TASK GOAL: Pull out and copy every line below that contains the string "white". Case counts.

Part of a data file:
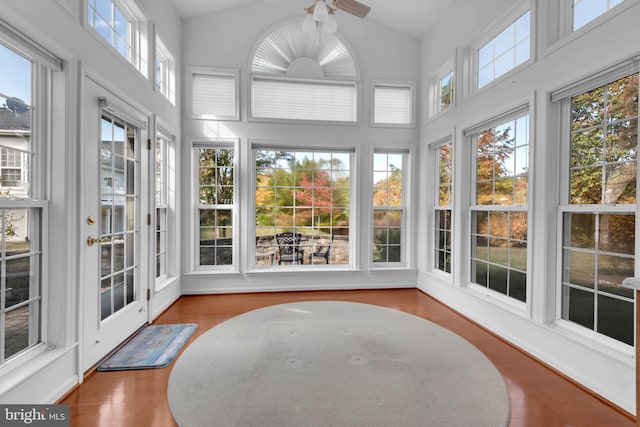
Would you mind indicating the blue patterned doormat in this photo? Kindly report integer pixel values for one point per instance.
(153, 347)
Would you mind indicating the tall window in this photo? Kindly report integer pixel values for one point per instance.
(505, 51)
(122, 24)
(164, 194)
(499, 216)
(21, 210)
(307, 193)
(585, 11)
(215, 207)
(445, 91)
(165, 71)
(600, 216)
(389, 214)
(443, 208)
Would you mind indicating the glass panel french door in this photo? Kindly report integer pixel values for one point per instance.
(114, 273)
(118, 205)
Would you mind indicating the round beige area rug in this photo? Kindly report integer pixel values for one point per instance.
(331, 363)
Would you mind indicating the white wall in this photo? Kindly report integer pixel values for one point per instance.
(44, 376)
(603, 367)
(227, 39)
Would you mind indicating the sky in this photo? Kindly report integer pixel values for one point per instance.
(15, 76)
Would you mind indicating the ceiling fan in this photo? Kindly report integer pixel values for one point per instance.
(353, 7)
(320, 15)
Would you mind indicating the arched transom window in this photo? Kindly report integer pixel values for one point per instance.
(300, 76)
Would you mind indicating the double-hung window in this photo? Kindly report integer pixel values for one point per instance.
(389, 209)
(165, 71)
(215, 204)
(121, 24)
(23, 207)
(598, 204)
(443, 206)
(499, 215)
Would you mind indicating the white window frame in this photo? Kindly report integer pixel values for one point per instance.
(139, 49)
(397, 85)
(349, 84)
(572, 4)
(510, 16)
(43, 67)
(165, 76)
(215, 143)
(221, 73)
(435, 88)
(404, 210)
(472, 135)
(293, 147)
(433, 230)
(167, 204)
(562, 98)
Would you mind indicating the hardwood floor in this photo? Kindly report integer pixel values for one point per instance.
(539, 397)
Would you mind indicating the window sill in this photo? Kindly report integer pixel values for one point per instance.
(304, 270)
(213, 272)
(608, 347)
(165, 282)
(26, 366)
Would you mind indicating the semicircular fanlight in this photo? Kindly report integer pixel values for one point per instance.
(286, 44)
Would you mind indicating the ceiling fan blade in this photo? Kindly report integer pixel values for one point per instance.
(353, 7)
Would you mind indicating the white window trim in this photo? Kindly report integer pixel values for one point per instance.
(559, 33)
(470, 133)
(435, 90)
(434, 149)
(168, 79)
(380, 83)
(341, 82)
(353, 211)
(139, 35)
(562, 98)
(171, 183)
(44, 64)
(508, 17)
(407, 218)
(232, 73)
(195, 203)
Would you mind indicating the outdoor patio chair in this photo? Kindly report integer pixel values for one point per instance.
(321, 248)
(289, 247)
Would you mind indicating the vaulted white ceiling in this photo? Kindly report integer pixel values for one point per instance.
(413, 17)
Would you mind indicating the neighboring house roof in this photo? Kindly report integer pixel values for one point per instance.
(14, 120)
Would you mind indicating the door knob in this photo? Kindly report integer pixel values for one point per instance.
(92, 240)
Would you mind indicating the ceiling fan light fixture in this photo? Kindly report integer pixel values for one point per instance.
(320, 11)
(309, 24)
(330, 25)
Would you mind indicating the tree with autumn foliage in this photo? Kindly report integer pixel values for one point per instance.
(302, 193)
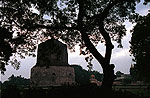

THE ANSWER:
Would you mind indicating the white wall in this photo? Kindly report integer pixel values for one point per instance.
Would you mind indicating the white window frame in this photo? Kindly report integer pixel values for one point per instance.
Would you mind indicating the white window trim in this photo? Kindly report integer pixel values for one point per instance.
Would you mind indicating the vaulted white ceiling in this photo? Kindly report integer pixel values for one point per instance.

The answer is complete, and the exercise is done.